Исходный фрагмент>

□ □ □

Страница 38 из 39
Есть собиратели, которые подбирают только редкие книги или книги лишь по одному вопросу, и хорошо, что такие собиратели существуют. Наши основные библиотеки именно им во многом обязаны своим богатством: собрание Черткова по "россике" или собрание книг историка И. Е. Забелина составляют один из фондов Государственной исторической библиотеки, а сотрудники в библиотеке имени В. И. Ленина в Москве, или в Публичной библиотеке имени М. Е. Салтыкова-Щедрина в Ленинграде, или в библиотеках Пушкинского дома и Литературного музея с признательностью назовут имена десятков собирателей, обогативших своими уникальными собраниями эти книжные хранилища.
Но если говорить о собирательстве в широком смысле, то собирать, конечно, книги надо не по признаку их редкости, а по тому, что близко и нужно, что хочешь всегда иметь рядом с собой. Собирательство без разбора означает простое коллекционерство, с единственным желанием побольше и понаряднее набить книг на полки.
Я никогда не гнался за количеством книг. Я даже разочаровывал некоторых, полагавших, что у меня большая библиотека. У меня небольшая библиотека, но она состоит из книг, которые по той или иной причине мне близки или (186) нужны для работы; в частности, именно благодаря некоторым из них я написал эту книгу.
Ни разу, кстати, не помышлял я писать о книгах. Меня не побуждали к этому и чужие примеры; я просто радовался им, но, все же, поразмыслив как-то, решил, что если знаешь кое-что о книгах, почему бы не рассказать об этом? Почему бы не обратить, так сказать, в книжную веру еще десяток-другой молодых книголюбов, заразить их примером собирательства, вдохновить на трудное, но несомненно увлекательное дело?

□ □ □

Исходные записи>
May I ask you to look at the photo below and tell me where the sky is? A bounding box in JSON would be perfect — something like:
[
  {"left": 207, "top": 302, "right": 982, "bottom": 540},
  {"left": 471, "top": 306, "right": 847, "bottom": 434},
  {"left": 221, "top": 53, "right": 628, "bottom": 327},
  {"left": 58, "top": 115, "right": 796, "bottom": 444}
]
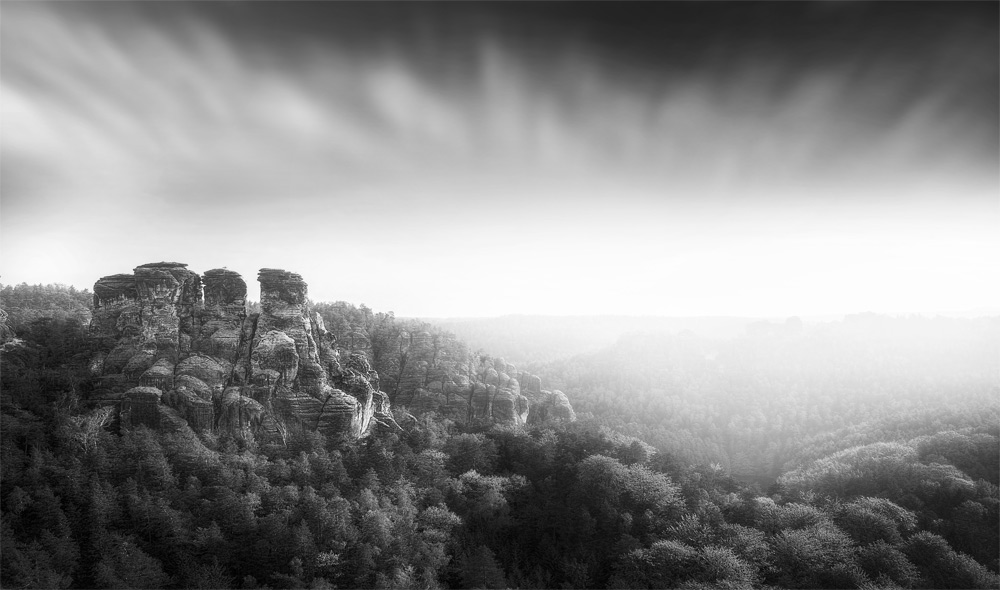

□ □ □

Задания>
1) Какие собрания, по словам фрагмента о книжном собирательстве, составляют один из фондов Государственной исторической библиотеки?
2) Продолжите фрагмент о книжном собирательстве с его последнего предложения.

Ответы к заданиям>
1) Собрание Черткова по «россике» и собрание книг историка И. Е. Забелина.

2)
Мне всегда грустно видеть старых знатоков книги, которые никому не передали своего опыта. "Вот стал я стар, стал плохим работником... и как обидно, что ни одного ученика не оставил, не на кого порадоваться",- сказал мне как-то знакомый старый книжник. Я помню, как печалился П. П. Шибанов, что один из бывших его учеников так и не стал хорошим знатоком книги по недостатку необходимых для этого качеств.
- Деревяшка,- определил Шибанов скучающе,- ничего не впитывал.
Он зато глубоко ценил и любил другого своего ученика - Рафа Карповича Карахана, работавшего вместе с ним в "Международной книге", а затем в книжном отделе московского Дома ученых. Карахан не только знал книгу: он учился у Шибанова и науке о книге, составляя любовные и почти вдохновенные описания для каталогов. Карахан принадлежал к числу бескорыстно преданных книге людей, и не один московский ученый, без сомнения, помянет добрым словом этого вечного хлопотуна по книжным делам и приятнейшего, образованного человека.
Обращая взгляд в сторону своих книжных полок, мысленно продолжаю я историю книг, связанную с судьбами писателей; не всегда эти судьбы благополучны, имена некоторых писателей иногда забыты, и всегда радостно извлечь из забвения эти имена, напомнить, что и самые скромные литераторы прошлого были деятелями литературы, создавали карту звездного книжного неба, на котором именно созвездия и определяют величие светил.
Глядя на свои книги, вспоминаю я и старых букинистов, помогавших мне советом и опытом: я никогда не забуду старейшего книжника Александра Михайловича Михайлова, полуослепшего, поднимавшегося ко мне на (187) четвертый этаж едва ли не на ощупь, с единственным желанием, чтобы редкая книжка осталась в верных руках. Не забуду я и Алексея Васильевича Симакова, унаследовавшего от своего отца, славного собирателя народных песен В. Симакова, глубокую преданность книге. Портрет А. В. Симакова висит в Книжной лавке писателей рядом с портретами писателей, и, думая о Симакове, я всегда вспоминаю традиции близкости книгопродавцев к литераторам, идущие еще с пушкинских времен.
Окружающие тебя книги всегда должны быть такими, чтобы, обратившись к книжным полкам, иметь все основания сказать: "Друзья мои - книги" и услышать от них воображаемое ответное признание: ведь биография книг есть в то же время и биография того, кто собирает их.
ЛЮБИМОЕ
У меня, как и у многих читателей, есть свои любимые книги. Они не в футлярах и не в дорогих переплетах, они не значатся в справочниках как "редкость" или "редчайшая". Они просто близки мне, сердечны по своей чистоте и необходимы по внутренней значимости.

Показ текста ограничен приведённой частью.